| What you will do |
Can you continue the biography of Francesco Pannocchieschi d'Elci below, starting right after its last sentence?

Francesco Pannocchieschi d'Elci (1625 or 1626, Florence - 20 June 1702) was an Italian Roman Catholic priest and archbishop.

Life
He came from a noble Sienese family of the Pannocchieschi d'Elci, who held the status of counts. He was the son of count Ranieri and a noblewoman from the Altoviti family. One of Ranieri's brothers was cardinal Scipione Pannocchieschi, whom Francesco accompanied during Scipione's Pontifical Legature to the Republic of Venice (1647-1652). Scipione's Relazione sulle cose della repubblica offers a glimpse of life in Venice at that time. Francesco also assisted Scipione to the court of Ferdinand III, Holy Roman Emperor in Germany (1653-1654).

| Dataset extract |
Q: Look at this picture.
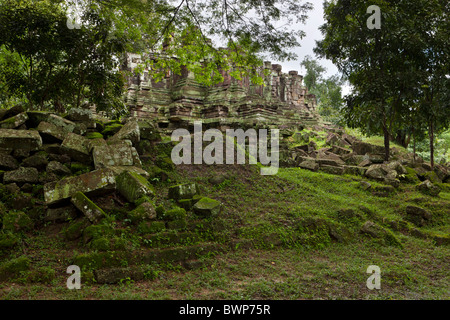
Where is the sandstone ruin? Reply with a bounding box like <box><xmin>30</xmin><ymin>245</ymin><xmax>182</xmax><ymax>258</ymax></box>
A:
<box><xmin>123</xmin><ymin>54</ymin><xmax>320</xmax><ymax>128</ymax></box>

| Exercise result |
This acted as an introduction to the church's life in Rome - Francesco became secret chamberlin or 'cubicularius' to the pope and canon of St Peter's Basilica. He succeeded his uncle as archbishop of Pisa in 1663 and made a solemn entrance into Pisa on 23 December 1663. He remained in Pisa for almost forty years, finally dying there on 20 June 1702.

Episcopal succession
While bishop, he was the principal co-consecrator of:

References

External links and additional sources
 (for Chronology of Bishops) 
 (for Chronology of Bishops)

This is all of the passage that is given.